Passage
Epidemiological Text Mining

Performance

Extraction method

The observed precision at the evaluation set ranged from 79.3%-100.0%, while recall ranged from 80%-100.0%. The best precision was observed for study design (100.0%). The precision value of 100.0% should be taken with caution due to the relatively small number of study designs. Covariate returned the best recall (100.0%). Similarly to the observations for study design, since the number of annotated covariates is limited, the resulting value should be taken with caution. Study design returned the highest F-score overall with a value of 96%. The micro F-score was 870% suggesting relatively reliable results generated from our method. The performance can be seen in more detail in the Table provided below.

**Values of precision, recall and F-score for the evaluation set**
characteristic	precision(%)	recall(%)	F-score(%)
study design	100.0	92.3	95.9
population	97.2	89.7	93.3
exposure	84.9	80.3	82.5
outcome	79.3	84.8	82.4
covariate	89.4	100.0	94.4
effect size	97.0	86.6	91.5
micro	88.5	86.3	87.4
macro	91.3	88.9	90.0

Show/Hide Table

Normalization method

The evaluation results are not reported for the exposure, outcome and covariate characteristics since the performance of MetaMap has been extensively reported with an overall F-score of 81.3% for the normalization of biomedical concepts, suggesting reliable results (Aronson, 2001; Denny et al. 2003; Aronson et al. 2010).

At the document level, study design, population and effect size mentions are considered to have been normalized correctly only if all their reported attributes have been recognised e.g., in the example “boys aged from 13-15 years old”, the attribute gender is “male” and the age is “juvenile”. If one of these is not been identified the mention has not been normalized correctly.

Due to the small number of concepts in study design (13) and population (24) (each one is the chosen lengthiest span of each abstract), a further random sample of 100 MEDLINE epidemiological abstracts was selected from a larger corpus for each characteristic in order to perform a more meaningful evaluation of the normalization method.

(Saved entries)
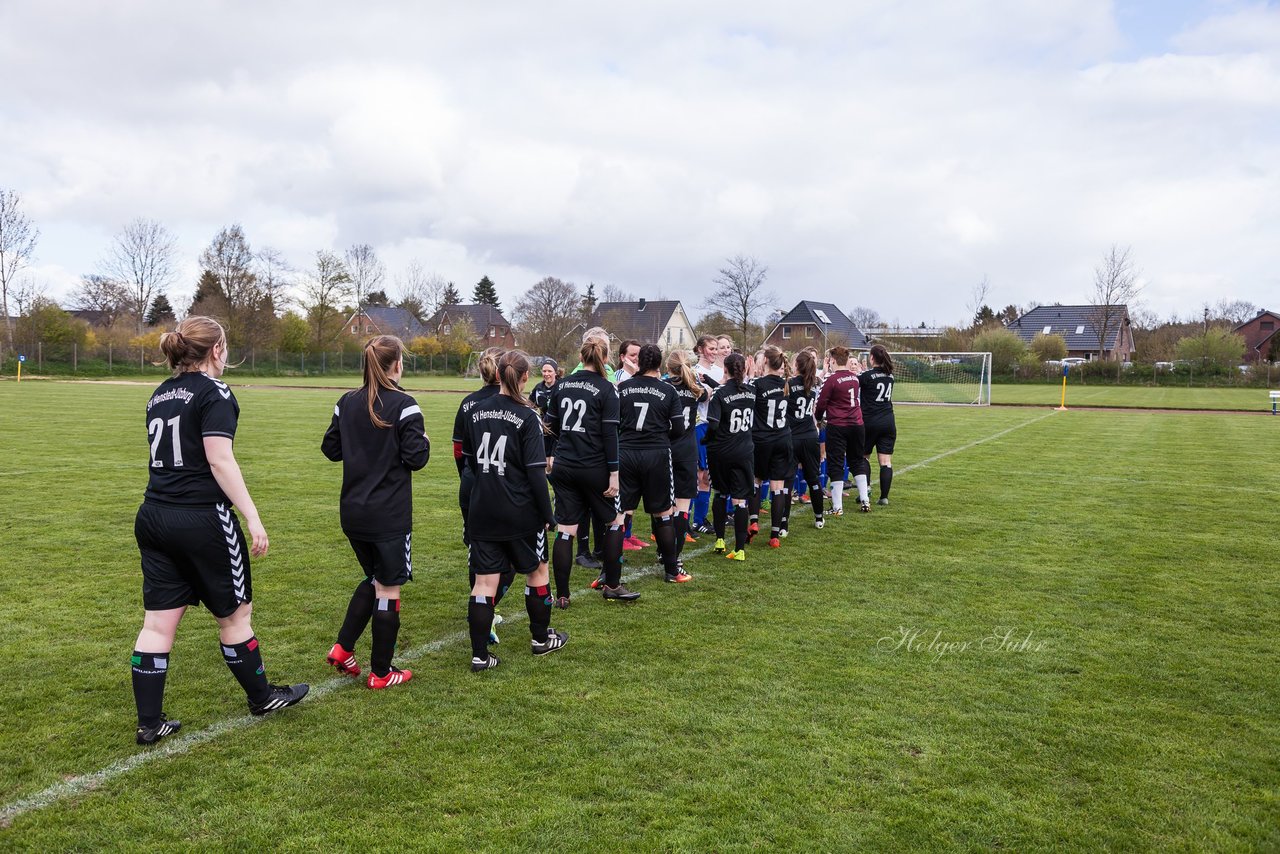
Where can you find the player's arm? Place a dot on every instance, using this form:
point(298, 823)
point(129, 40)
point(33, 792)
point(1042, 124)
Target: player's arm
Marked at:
point(332, 443)
point(225, 470)
point(415, 446)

Exercise tasks
(a) Decide whether each statement below agrees with the passage on epidemiological text mining, answering yes or no and quoting the words that settle it. (i) Covariate gave the best recall. (ii) Evaluation results for the normalization method are reported for the exposure characteristic. (iii) A further random sample of 100 MEDLINE epidemiological abstracts was selected for each characteristic.
(b) Reproduce word for word the stretch of the passage on epidemiological text mining from "At the document" through "been normalized correctly.".

Task-by-task solutions
(a)
(i) Yes: "Covariate returned the best recall (100.0%)."
(ii) No: "The evaluation results are not reported for the exposure, outcome and covariate characteristics"
(iii) Yes: "a further random sample of 100 MEDLINE epidemiological abstracts was selected from a larger corpus for each characteristic"

(b)
At the document level, study design, population and effect size mentions are considered to have been normalized correctly only if all their reported attributes have been recognised e.g., in the example “boys aged from 13-15 years old”, the attribute gender is “male” and the age is “juvenile”. If one of these is not been identified the mention has not been normalized correctly.